═════ EXERCISE INPUT

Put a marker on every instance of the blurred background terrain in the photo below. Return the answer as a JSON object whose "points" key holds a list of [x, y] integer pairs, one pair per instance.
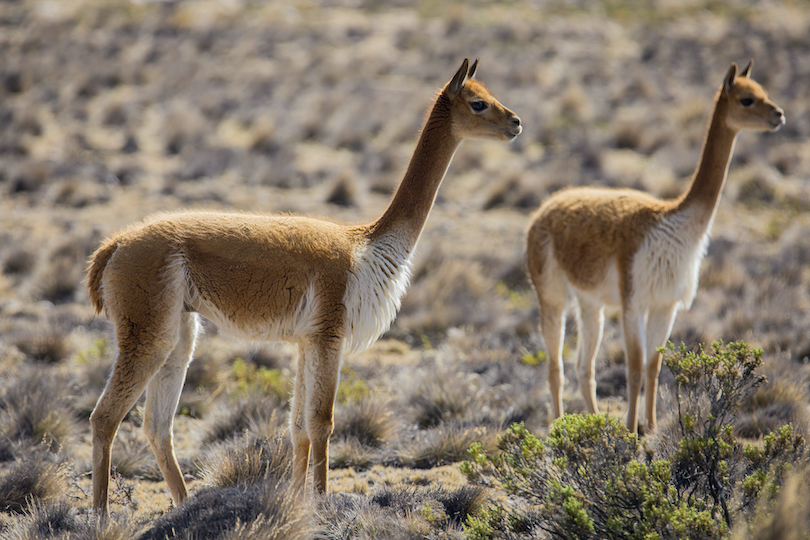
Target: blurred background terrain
{"points": [[110, 111]]}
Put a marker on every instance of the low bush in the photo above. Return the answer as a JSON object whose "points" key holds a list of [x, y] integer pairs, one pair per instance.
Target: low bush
{"points": [[591, 478]]}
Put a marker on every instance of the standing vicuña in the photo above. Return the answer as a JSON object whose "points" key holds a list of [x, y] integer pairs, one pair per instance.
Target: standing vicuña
{"points": [[622, 247], [324, 286]]}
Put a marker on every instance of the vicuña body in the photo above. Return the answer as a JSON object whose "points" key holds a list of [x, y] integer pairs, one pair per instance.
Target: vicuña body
{"points": [[327, 287], [626, 248]]}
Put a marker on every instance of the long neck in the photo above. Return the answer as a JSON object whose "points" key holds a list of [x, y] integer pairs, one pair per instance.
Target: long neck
{"points": [[409, 208], [710, 176]]}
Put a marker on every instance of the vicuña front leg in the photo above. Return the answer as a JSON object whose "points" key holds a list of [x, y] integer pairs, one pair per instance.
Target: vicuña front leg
{"points": [[162, 397], [298, 422], [590, 320], [552, 325], [125, 386], [323, 374], [659, 326]]}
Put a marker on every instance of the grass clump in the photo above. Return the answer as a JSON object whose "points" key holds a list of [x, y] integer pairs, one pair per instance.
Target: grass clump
{"points": [[250, 378], [38, 477], [588, 479]]}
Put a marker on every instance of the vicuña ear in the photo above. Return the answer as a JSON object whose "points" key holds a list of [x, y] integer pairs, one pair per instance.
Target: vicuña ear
{"points": [[471, 73], [747, 71], [454, 87], [728, 82]]}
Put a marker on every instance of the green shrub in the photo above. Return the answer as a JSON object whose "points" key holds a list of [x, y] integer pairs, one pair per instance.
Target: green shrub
{"points": [[589, 479]]}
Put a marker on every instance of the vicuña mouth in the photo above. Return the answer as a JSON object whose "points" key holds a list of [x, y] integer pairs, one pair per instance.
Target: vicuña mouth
{"points": [[514, 132]]}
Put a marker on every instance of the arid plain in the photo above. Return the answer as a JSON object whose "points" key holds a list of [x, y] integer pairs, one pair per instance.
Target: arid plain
{"points": [[111, 111]]}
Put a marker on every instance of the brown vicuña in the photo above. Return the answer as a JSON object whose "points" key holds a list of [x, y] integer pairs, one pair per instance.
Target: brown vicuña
{"points": [[626, 248], [329, 288]]}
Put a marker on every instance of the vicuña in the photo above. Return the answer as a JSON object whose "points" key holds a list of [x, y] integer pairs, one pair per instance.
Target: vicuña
{"points": [[329, 288], [626, 248]]}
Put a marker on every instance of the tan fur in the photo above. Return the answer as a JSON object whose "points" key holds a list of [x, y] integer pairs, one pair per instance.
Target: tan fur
{"points": [[626, 248], [321, 285]]}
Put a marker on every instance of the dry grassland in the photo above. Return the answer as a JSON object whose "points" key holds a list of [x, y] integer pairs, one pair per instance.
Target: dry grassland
{"points": [[110, 111]]}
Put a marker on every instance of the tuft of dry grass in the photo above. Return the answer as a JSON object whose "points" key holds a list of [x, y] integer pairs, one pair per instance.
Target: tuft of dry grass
{"points": [[370, 421], [259, 413], [36, 477], [399, 512], [35, 407], [443, 444], [132, 457], [249, 460], [48, 343], [268, 509]]}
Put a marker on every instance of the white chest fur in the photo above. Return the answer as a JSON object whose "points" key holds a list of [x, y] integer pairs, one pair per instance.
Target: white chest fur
{"points": [[377, 283], [666, 266]]}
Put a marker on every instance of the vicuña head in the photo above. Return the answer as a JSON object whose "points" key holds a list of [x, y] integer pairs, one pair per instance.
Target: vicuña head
{"points": [[324, 286], [626, 248]]}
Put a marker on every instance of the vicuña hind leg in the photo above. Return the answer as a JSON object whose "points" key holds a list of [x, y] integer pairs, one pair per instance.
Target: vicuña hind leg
{"points": [[162, 396], [659, 326], [590, 321], [298, 422], [633, 329], [133, 369]]}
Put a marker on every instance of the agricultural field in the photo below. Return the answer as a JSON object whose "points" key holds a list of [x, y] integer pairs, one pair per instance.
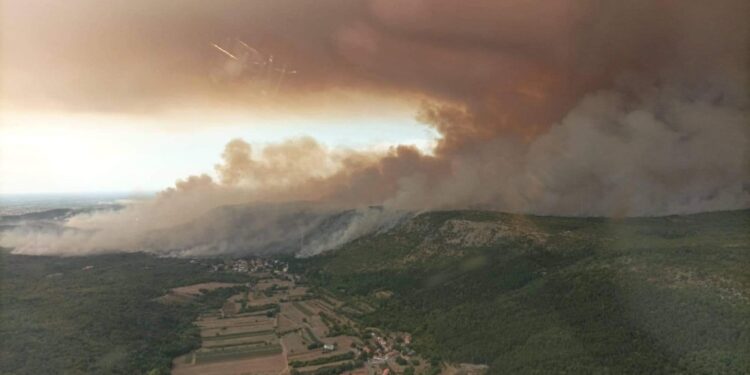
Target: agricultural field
{"points": [[278, 327]]}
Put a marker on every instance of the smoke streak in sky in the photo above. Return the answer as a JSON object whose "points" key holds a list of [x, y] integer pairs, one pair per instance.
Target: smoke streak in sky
{"points": [[606, 108]]}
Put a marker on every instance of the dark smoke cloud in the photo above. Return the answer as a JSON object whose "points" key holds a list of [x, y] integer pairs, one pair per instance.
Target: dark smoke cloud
{"points": [[571, 107]]}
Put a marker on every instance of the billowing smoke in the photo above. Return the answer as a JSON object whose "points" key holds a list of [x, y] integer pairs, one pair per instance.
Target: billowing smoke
{"points": [[603, 108]]}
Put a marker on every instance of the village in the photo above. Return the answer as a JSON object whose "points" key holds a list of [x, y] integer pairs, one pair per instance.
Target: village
{"points": [[278, 325]]}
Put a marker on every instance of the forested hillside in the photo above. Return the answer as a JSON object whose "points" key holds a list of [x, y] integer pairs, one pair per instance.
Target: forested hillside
{"points": [[530, 294], [98, 314]]}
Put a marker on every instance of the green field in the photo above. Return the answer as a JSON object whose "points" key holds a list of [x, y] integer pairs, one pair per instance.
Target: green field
{"points": [[528, 294], [238, 335], [302, 308], [236, 353], [56, 317]]}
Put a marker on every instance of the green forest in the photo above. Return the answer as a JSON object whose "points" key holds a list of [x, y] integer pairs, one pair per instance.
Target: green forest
{"points": [[97, 314], [590, 296]]}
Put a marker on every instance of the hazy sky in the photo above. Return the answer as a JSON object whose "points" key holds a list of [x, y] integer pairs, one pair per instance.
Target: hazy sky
{"points": [[59, 152], [601, 107]]}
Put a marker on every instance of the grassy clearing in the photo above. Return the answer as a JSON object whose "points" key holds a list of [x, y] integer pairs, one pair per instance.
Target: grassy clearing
{"points": [[236, 353], [238, 335], [302, 308]]}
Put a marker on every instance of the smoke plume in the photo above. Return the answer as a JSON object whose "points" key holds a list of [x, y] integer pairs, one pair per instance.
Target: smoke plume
{"points": [[584, 108]]}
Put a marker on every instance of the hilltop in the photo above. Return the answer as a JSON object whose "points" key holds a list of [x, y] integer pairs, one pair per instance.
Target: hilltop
{"points": [[527, 294]]}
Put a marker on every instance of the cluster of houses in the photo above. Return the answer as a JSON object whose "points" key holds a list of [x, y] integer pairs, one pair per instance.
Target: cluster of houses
{"points": [[385, 349], [273, 266]]}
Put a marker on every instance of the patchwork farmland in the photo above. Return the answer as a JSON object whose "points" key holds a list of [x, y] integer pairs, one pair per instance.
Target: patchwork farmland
{"points": [[275, 327]]}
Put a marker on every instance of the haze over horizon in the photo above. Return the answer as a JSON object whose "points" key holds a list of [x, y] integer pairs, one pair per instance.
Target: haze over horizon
{"points": [[577, 108]]}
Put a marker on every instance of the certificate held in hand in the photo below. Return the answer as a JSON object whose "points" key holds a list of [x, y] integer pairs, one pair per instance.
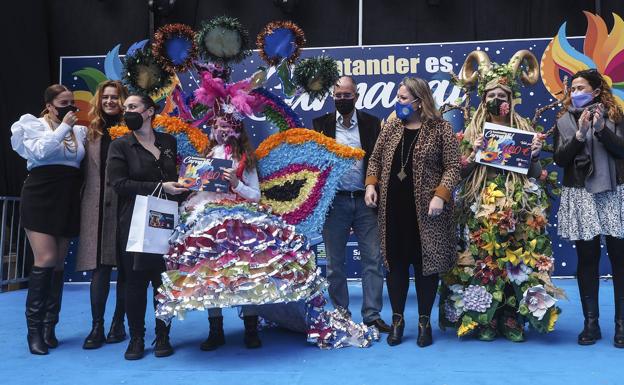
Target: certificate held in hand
{"points": [[506, 148], [204, 174]]}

══════════

**DIRECTION:**
Pictures are excluded; output everything else in the data verbatim.

**SOLUTION TO THE EXERCISE:**
Put a marker on every instance of the blurred background terrain in the photo below. Return the answer as a JSON object whose "points" key holds a list of [x, y] integer pairs, one pair per instance.
Target: blurred background terrain
{"points": [[110, 111]]}
Put a marker on every instance of the low bush in the photo above. Return the answer as a JSON object whose "points" key holds a list of [x, y] integer pairs, one pair per instance.
Target: low bush
{"points": [[591, 478]]}
Put a marker on every instance of the standing vicuña in the photo above. Return the answer as a JSON object whose "points" key holds a list of [x, y] integer pairs, one pair per instance.
Target: standing vicuña
{"points": [[622, 247], [324, 286]]}
Put a marker on every instance of the vicuña body in the photo above. Return the answer as a JSON object whose "points" key holds a list of [x, y] integer pairs, one pair per instance.
Target: vicuña body
{"points": [[327, 287], [626, 248]]}
Put a marker on every instance of the long neck in the photo above. Return the answer as a JSON object whose "points" key holds a list of [x, y] integer pairs, one pair per instance.
Target: long neck
{"points": [[409, 208], [710, 176]]}
Put a marker on every instance of the vicuña front leg in the photo above. Return the answer as a JSON object whose "points" key holds a list of [x, y] integer pairs, one pair per instance.
Target: vicuña front leg
{"points": [[162, 397], [298, 422], [590, 320], [552, 325], [125, 386], [323, 374], [659, 326]]}
Put a marker on every instance of the grass clump in the photo above. Return the answer as a JSON object whose "points" key holds a list of [x, y] integer pairs, one pair per instance.
Target: grass clump
{"points": [[250, 378], [38, 477], [588, 479]]}
Put a marker on every instance of the vicuña ear in the photo above. Return the answer as a JSON object whose "points" key holds a list of [x, y] integer pairs, one pair per instance.
Target: vicuña ear
{"points": [[471, 73], [747, 71], [454, 87], [728, 82]]}
Put a marker on every instance of the green shrub in the photo above. Return the answer as a JSON object whose "points" key holds a list of [x, y] integer pairs, one pair per instance.
Target: green shrub
{"points": [[589, 479]]}
Put a marker on every instance of the vicuña mouth in the photo above. Return the answer as a JSON object whose "points" key holds a list of [x, y] integer pairs, one pair per instance.
Target: vicuña mouth
{"points": [[514, 132]]}
Put a marker on every instance of the arid plain in the photo above. Return the answer as a JSON object whose "points" key holds a list of [x, y] integer pairs, one pair per instance.
Target: arid plain
{"points": [[111, 111]]}
Put a marker on every instance of the brown vicuña in the photo above. Return the answer as a JSON object whose "points" key holds a list of [x, y] integer pairs, one pair per instance.
Target: brown vicuña
{"points": [[626, 248], [329, 288]]}
Put a marker on every instance of the vicuña in the photo above. Return the answer as a JSON object whose "points" key holds a list of [x, y] integer pairs, one pair per instance.
Target: vicuña
{"points": [[329, 288], [626, 248]]}
Put a marker on every instance of the tan fur in the photo above. Return the answer as a JSON object whose "points" key holds a list of [x, y] integer pairs, one pair per instance.
Target: tan fur
{"points": [[626, 248], [321, 285]]}
Put a marker on every instance of the dry grassland in the photo above. Return the answer as a JSON object whose "points" key holds a list of [x, y] integer pairs, one pair per instance.
Target: dry grassland
{"points": [[110, 111]]}
Put a marker on every instance of the tuft of dry grass in the photo above. Return the answer as a JSON object whose "points" key holds a list of [x, y] integer pairs, one pair per instance.
Target: tuft of dry grass
{"points": [[370, 421], [259, 413], [36, 477], [399, 512], [35, 407], [443, 444], [132, 457], [249, 460], [48, 343], [268, 509]]}
Put a marker on every instance of the white chest fur in the photo above. Return the answer as a JSON object whose "points" key holds a list of [x, y] integer pairs, one pair per instance.
Target: white chest fur
{"points": [[377, 283], [666, 266]]}
Put a marker on every instance of the vicuña head in the photo above. Return the answer as a JSON object whose "points" key holds a list of [x, y] integer pairs, one pair per instance.
Target: vicuña head
{"points": [[324, 286], [626, 248]]}
Put a marker on every instance of the vicuña hind leg in the photo above. Return the answer as a JSON object whose "points" key holds a list of [x, y] integer pairs, one pair per instance.
Target: vicuña hind leg
{"points": [[162, 396], [659, 326], [590, 321], [298, 422], [633, 329], [133, 369]]}
Put a marker on every instance of the agricultural field in the photo below. Return the answer as a JSON object whose "points" key holds a list of [x, y] integer pairs, one pair per instance.
Target: agricultural field
{"points": [[278, 327]]}
Put a marker on every instance of the smoke streak in sky in the photo above. Return the answer as a JSON object whose "points" key holds a list of [x, y] integer pairs, one pair per instance.
Target: smoke streak in sky
{"points": [[606, 108]]}
Put a marker on every instance of the dark smoke cloud in the photo above. Return the answer as a JSON object whose "points" key holds a list of [x, y] integer pairs, one pair per instance.
Target: dark smoke cloud
{"points": [[571, 107]]}
Put a marker on every instance of the billowing smoke in the photo above. Return the answer as a JSON object whose "points" key holds a list of [x, y] integer pairs, one pair per instance.
Target: billowing smoke
{"points": [[603, 108]]}
Put a marker on every instance of the village in the photo above. Return the answer as a JSON object whose "points" key holds a list of [x, y] integer pairs, one pair per instance.
Target: village
{"points": [[278, 325]]}
Put a marker on every instance of the forested hillside in the photo above. Return the answer as a JSON object whose "points" key holds a list of [x, y] integer pairs, one pair per instance.
Target: forested hillside
{"points": [[530, 294], [98, 314]]}
Put a marker on every instance of the green field in the photo above. Return the answer as a JSON object whose "points" key holds a list of [x, y] integer pairs, one pair per instance.
Target: green field
{"points": [[528, 294], [238, 335], [302, 308], [236, 353], [56, 317]]}
Put a marker on every instance of the green forest in the photo above. Return the answer as a JSON object whose "points" key holds a list of [x, y] integer pairs, one pair per instance.
Target: green forest
{"points": [[97, 314], [590, 296]]}
Put a marker on every instance of the hazy sky in the photo above. Return the answer as a JSON object whose "points" key holds a list of [x, y] integer pairs, one pair per instance.
Target: hazy sky
{"points": [[59, 152], [601, 107]]}
Put a marker on every instance of the grassy clearing in the photo above. Return the answer as a JSON object whose "points" key holds a list of [x, y] integer pairs, one pair per instance.
Target: grassy clearing
{"points": [[236, 353], [238, 335], [302, 308]]}
Put a marker on every instance of the smoke plume in the photo above. Return the answer as a JSON object whose "points" key holds a list of [x, y] integer pairs, one pair per instance.
Target: smoke plume
{"points": [[584, 108]]}
Put a marker on every instance of the hilltop in the photo above. Return the answer as a JSON object whose "points" key holds a list of [x, y] integer pairs, one pair per instance.
Target: hilltop
{"points": [[527, 294]]}
Put a marker on every instance of the cluster of houses in the photo above. Return the answer as a JSON object whose "points" key holds a list of [x, y] integer pairs, one pair per instance.
Target: cluster of houses
{"points": [[385, 349], [273, 266]]}
Put a marker on every instance of the patchwork farmland in the photo above. Return the answer as a JSON object whose "points" key holds a list of [x, y] integer pairs, one pair per instance.
Target: patchwork farmland
{"points": [[275, 327]]}
Put a marker on every instance of the haze over horizon in the photo above. Return the answer as a JSON object whose "points" key holds a list of [x, y] integer pairs, one pair per instance.
Target: haze over horizon
{"points": [[577, 108]]}
Put a marker on every instance of the certificate held in hand in the photo below. Return the answer as a JSON object whose "points" key holds a list of [x, y] integer pairs, one pair per instance.
Target: certificate held in hand
{"points": [[506, 148], [204, 174]]}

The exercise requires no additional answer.